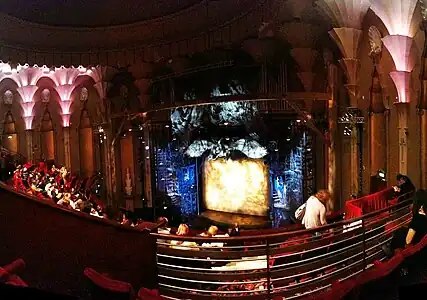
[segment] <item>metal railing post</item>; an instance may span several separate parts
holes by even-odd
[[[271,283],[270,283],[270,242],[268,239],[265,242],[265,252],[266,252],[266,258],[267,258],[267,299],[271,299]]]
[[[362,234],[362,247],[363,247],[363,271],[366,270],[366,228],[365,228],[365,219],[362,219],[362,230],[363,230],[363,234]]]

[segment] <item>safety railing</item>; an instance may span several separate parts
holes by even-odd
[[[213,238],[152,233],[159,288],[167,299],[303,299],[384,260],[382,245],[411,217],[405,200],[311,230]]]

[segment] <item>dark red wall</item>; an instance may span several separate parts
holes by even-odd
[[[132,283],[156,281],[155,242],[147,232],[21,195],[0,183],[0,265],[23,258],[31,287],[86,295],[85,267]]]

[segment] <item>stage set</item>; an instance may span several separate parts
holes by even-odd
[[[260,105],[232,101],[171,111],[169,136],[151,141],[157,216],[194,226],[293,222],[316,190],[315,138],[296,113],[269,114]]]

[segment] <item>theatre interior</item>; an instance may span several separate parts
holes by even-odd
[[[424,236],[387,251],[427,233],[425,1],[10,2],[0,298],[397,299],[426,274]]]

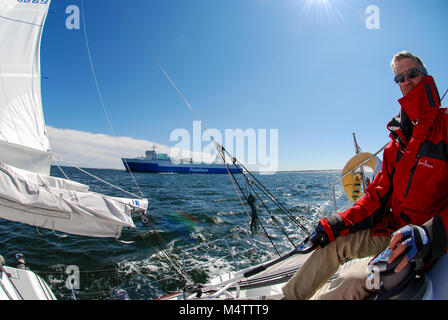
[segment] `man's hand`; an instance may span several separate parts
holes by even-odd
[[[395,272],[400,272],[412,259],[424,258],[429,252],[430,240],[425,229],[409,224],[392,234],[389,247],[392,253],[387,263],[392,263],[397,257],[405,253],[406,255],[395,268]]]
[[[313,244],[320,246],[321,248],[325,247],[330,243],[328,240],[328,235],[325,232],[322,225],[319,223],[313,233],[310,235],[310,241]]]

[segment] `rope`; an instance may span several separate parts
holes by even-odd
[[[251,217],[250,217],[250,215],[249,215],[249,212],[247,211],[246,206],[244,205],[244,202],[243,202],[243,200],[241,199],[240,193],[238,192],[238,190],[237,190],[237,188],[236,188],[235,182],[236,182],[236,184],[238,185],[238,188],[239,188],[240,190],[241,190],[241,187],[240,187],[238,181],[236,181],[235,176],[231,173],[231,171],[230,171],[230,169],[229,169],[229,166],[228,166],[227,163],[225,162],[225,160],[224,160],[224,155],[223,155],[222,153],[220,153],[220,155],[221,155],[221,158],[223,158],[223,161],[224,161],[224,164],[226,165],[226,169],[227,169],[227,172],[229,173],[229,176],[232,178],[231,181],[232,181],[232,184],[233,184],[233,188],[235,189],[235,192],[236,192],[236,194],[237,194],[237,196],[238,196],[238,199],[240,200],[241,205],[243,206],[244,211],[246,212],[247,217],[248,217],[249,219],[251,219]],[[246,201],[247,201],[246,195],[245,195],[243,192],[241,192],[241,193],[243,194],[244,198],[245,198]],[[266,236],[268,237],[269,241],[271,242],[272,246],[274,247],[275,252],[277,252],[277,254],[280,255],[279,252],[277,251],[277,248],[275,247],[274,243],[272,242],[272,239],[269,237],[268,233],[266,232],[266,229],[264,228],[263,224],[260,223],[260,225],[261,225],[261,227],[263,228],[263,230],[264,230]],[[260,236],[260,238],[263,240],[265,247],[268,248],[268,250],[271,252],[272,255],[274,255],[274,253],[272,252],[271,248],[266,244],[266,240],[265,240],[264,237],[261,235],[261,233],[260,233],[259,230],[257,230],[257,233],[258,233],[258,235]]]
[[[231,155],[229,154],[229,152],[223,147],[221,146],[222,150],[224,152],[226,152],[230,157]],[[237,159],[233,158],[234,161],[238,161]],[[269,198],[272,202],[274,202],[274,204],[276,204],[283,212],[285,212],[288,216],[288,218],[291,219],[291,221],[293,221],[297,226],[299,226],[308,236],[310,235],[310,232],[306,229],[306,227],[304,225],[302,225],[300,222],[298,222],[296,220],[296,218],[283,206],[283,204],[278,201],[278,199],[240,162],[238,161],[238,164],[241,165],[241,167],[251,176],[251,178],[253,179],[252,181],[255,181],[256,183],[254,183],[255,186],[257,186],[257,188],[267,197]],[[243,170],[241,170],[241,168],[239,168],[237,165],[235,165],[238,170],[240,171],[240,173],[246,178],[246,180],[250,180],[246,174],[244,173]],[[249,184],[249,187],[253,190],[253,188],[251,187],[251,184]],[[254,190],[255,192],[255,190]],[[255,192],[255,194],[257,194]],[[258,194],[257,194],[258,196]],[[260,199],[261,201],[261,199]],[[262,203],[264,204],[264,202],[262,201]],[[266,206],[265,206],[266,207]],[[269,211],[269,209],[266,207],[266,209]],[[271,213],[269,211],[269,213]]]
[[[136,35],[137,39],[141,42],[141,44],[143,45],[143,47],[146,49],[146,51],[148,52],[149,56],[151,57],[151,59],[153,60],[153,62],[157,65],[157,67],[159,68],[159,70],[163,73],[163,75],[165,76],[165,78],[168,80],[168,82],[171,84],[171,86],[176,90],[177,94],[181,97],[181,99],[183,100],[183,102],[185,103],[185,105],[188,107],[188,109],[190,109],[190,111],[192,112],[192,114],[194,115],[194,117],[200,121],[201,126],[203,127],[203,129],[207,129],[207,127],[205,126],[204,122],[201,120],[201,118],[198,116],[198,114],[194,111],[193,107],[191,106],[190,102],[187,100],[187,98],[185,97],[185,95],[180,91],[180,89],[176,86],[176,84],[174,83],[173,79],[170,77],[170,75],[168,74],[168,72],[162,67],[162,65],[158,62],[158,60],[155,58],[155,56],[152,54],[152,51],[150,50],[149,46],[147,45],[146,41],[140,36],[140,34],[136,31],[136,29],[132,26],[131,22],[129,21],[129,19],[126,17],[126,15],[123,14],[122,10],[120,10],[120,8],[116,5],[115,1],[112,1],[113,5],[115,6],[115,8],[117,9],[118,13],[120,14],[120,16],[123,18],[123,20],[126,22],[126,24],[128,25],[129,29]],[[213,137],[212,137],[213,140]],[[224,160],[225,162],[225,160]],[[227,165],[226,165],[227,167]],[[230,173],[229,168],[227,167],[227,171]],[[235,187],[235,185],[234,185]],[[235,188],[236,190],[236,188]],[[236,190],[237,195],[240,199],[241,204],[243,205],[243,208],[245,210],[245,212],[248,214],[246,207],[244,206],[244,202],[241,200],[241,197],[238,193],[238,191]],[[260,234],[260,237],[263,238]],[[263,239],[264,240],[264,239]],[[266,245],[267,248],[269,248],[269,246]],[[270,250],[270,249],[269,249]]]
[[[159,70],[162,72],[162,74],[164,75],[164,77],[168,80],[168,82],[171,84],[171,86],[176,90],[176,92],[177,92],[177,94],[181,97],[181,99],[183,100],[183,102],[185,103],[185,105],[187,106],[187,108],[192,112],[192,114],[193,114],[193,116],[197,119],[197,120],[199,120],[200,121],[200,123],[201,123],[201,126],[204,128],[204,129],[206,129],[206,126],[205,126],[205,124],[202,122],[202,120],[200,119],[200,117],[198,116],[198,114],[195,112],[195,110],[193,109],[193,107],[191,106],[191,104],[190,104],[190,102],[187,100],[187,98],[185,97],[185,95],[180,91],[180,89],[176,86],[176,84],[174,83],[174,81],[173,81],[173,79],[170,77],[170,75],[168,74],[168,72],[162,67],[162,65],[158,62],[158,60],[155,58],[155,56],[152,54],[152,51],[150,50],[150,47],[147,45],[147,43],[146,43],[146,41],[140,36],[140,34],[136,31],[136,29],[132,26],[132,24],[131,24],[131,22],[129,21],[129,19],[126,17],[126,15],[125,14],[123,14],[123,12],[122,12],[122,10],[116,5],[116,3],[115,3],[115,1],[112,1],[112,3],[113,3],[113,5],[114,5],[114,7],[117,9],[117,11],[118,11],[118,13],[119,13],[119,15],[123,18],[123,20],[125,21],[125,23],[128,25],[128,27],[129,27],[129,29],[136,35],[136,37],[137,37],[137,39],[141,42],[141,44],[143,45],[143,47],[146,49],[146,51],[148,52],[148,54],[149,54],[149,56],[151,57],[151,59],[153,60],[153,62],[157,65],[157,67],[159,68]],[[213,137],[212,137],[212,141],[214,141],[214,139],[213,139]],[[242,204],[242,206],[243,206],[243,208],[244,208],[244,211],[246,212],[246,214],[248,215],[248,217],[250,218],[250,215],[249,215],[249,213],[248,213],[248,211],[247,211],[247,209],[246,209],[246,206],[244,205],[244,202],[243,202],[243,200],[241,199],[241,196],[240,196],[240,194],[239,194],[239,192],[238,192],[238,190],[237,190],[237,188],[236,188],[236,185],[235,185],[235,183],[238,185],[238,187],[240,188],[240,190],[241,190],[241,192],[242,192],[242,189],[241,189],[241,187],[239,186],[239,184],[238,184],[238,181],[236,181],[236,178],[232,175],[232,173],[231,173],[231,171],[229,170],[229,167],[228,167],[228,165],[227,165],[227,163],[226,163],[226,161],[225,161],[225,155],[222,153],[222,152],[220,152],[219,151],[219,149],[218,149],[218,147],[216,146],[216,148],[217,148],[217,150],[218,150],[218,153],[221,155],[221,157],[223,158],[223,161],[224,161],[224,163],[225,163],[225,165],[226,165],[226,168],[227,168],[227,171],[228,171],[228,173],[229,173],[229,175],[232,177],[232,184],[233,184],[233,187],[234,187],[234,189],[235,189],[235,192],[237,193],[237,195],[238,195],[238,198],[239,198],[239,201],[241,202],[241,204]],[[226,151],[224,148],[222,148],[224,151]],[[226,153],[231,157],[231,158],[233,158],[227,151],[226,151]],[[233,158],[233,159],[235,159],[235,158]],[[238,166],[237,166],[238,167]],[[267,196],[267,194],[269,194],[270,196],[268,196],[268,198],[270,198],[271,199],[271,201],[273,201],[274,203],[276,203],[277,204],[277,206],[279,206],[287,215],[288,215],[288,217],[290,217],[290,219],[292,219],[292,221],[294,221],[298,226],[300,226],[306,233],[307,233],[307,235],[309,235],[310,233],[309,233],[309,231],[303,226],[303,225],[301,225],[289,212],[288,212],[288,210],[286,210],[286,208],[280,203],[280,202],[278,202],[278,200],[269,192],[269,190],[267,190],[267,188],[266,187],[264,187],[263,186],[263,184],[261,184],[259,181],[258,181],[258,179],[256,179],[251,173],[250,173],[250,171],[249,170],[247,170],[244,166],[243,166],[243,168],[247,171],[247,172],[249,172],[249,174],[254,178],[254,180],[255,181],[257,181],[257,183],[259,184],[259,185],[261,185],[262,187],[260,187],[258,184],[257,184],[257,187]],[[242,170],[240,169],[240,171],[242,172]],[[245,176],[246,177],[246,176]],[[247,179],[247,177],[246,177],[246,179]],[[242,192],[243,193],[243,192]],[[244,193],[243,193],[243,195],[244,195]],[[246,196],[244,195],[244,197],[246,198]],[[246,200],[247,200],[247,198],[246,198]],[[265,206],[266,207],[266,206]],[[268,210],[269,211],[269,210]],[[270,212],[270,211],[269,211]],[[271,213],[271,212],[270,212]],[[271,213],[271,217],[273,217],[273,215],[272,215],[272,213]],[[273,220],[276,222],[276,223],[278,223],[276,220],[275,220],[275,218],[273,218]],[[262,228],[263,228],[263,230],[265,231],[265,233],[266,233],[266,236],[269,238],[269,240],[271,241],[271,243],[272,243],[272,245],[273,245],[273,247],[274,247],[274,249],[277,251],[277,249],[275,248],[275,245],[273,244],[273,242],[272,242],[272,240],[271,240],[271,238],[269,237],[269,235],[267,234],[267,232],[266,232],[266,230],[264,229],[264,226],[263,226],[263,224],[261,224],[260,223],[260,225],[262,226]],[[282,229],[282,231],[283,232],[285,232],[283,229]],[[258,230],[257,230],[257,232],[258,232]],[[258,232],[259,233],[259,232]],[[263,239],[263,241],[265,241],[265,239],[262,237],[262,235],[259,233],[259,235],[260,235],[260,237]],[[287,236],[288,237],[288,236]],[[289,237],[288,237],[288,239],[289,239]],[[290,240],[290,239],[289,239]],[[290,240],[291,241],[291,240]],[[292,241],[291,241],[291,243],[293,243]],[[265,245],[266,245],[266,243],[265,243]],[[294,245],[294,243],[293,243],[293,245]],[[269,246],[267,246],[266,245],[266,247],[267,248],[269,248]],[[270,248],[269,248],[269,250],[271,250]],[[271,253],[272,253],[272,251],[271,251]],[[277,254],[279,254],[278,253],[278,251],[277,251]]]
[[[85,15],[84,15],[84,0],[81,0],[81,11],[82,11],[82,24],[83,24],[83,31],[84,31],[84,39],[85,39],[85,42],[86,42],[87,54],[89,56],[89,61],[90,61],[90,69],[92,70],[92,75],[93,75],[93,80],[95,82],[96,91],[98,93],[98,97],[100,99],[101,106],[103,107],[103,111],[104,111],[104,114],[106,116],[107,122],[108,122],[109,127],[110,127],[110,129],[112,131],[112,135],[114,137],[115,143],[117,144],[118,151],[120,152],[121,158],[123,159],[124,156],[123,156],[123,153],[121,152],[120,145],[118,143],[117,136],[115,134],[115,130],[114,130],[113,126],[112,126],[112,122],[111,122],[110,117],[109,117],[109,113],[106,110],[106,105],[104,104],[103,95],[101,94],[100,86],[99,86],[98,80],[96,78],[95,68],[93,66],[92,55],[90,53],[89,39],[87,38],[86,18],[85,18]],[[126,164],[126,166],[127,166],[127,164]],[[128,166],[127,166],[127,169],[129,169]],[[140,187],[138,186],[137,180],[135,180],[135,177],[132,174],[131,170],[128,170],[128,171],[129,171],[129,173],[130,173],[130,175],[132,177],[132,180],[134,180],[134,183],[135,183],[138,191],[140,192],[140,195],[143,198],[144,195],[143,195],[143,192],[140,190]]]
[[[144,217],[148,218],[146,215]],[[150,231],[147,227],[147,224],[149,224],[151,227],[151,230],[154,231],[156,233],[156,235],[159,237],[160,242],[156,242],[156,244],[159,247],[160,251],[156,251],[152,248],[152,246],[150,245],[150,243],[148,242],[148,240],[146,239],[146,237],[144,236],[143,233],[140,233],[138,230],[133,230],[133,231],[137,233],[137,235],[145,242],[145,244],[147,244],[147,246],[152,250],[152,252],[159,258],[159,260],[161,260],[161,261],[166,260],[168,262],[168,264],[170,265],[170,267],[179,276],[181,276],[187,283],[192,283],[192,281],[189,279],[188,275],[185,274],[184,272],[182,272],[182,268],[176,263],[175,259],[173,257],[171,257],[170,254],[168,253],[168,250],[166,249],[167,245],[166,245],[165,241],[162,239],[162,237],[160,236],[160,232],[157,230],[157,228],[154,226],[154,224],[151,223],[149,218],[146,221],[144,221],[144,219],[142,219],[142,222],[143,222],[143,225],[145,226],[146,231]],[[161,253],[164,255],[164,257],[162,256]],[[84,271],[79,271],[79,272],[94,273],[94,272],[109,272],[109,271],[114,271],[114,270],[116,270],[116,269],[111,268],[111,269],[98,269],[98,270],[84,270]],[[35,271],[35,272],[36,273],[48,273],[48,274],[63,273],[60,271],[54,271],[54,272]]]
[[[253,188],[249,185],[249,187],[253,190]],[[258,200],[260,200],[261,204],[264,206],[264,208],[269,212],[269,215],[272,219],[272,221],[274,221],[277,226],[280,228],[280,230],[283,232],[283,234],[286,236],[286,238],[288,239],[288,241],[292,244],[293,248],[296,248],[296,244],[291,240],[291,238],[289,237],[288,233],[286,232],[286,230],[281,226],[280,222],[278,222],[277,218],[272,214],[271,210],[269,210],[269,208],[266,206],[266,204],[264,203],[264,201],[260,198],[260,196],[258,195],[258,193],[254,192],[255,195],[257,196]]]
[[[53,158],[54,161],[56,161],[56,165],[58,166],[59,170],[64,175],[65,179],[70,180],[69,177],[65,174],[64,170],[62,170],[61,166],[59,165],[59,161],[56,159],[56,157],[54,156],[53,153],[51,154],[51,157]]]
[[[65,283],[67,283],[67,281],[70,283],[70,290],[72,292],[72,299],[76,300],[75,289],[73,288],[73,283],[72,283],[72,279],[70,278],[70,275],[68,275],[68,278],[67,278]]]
...
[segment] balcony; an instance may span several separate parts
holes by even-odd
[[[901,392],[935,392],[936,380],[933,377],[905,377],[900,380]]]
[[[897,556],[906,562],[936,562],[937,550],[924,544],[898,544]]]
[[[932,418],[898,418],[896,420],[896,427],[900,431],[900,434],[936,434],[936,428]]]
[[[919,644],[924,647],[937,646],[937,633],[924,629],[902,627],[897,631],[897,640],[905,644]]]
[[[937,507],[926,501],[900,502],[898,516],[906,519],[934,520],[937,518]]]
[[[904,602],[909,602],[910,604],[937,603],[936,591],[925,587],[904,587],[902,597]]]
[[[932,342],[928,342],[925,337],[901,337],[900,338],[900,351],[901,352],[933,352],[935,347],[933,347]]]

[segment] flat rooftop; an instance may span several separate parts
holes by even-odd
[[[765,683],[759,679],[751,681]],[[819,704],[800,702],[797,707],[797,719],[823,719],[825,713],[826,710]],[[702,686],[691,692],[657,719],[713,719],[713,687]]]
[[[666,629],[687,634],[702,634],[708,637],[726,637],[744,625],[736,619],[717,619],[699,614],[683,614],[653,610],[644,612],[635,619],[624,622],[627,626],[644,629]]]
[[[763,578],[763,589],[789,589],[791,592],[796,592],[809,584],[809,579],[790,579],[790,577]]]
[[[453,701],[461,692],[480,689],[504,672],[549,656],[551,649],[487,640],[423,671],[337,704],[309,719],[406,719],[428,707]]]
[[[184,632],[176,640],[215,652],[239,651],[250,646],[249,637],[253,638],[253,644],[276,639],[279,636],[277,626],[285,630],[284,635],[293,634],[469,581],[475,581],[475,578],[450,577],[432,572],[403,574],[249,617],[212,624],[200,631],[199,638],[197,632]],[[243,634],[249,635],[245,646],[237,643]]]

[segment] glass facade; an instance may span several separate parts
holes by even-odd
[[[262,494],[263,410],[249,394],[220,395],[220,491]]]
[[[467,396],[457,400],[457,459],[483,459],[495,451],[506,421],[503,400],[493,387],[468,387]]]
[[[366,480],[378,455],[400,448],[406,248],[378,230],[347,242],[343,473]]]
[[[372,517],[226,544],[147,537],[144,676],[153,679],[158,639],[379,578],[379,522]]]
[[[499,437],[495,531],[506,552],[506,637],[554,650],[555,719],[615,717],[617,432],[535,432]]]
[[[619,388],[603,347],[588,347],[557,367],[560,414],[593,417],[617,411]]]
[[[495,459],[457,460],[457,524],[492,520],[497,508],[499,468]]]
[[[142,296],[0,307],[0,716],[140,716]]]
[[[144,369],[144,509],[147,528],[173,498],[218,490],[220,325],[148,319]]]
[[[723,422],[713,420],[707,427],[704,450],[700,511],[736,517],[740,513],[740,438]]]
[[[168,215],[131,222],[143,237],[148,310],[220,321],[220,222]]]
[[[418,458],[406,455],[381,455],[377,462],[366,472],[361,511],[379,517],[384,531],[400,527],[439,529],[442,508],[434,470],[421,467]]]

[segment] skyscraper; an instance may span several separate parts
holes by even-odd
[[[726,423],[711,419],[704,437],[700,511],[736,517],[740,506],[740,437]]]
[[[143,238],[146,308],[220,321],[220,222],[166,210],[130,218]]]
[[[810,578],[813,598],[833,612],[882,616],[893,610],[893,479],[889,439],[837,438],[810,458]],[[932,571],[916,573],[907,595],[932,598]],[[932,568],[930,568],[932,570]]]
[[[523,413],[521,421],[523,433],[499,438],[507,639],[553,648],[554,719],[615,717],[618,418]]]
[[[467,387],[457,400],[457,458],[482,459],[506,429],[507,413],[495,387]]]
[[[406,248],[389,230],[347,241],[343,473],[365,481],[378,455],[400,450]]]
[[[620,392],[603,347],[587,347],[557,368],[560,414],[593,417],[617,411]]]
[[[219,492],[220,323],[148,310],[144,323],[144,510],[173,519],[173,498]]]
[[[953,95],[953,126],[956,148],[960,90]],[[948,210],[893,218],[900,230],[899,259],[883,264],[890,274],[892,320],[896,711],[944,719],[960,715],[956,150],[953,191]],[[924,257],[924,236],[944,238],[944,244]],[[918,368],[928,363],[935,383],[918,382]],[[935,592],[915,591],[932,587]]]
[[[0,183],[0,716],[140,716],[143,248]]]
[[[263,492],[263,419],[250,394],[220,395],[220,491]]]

ABOUT THIS TASK: Of the entries listed above, reproduce only the lines starting at the line containing "[segment] flat rooftop;" and ending at the line containing "[segment] glass facade;". Include both, exactly as they stand.

REPLY:
[segment] flat rooftop; an instance may span several separate parts
holes by even-odd
[[[765,683],[759,679],[751,681]],[[819,704],[800,702],[797,707],[797,719],[823,719],[825,713],[826,710]],[[702,686],[691,692],[657,719],[713,719],[713,687]]]
[[[666,629],[687,634],[702,634],[708,637],[726,637],[744,625],[736,619],[717,619],[699,614],[683,614],[653,610],[644,612],[635,619],[624,622],[627,626],[644,629]]]
[[[763,578],[763,589],[789,589],[791,592],[796,592],[809,584],[809,579],[790,579],[790,577]]]
[[[453,701],[461,692],[480,689],[504,672],[549,656],[551,649],[487,640],[423,671],[337,704],[309,719],[406,719],[428,707]]]
[[[184,632],[176,640],[215,652],[239,651],[250,646],[249,637],[253,638],[253,644],[276,639],[279,636],[277,626],[285,630],[284,635],[293,634],[469,581],[475,581],[475,578],[450,577],[432,572],[403,574],[249,617],[212,624],[200,631],[199,638],[197,632]],[[243,634],[249,635],[245,646],[237,643]]]

[segment] glass facade; an instance may span several separate parts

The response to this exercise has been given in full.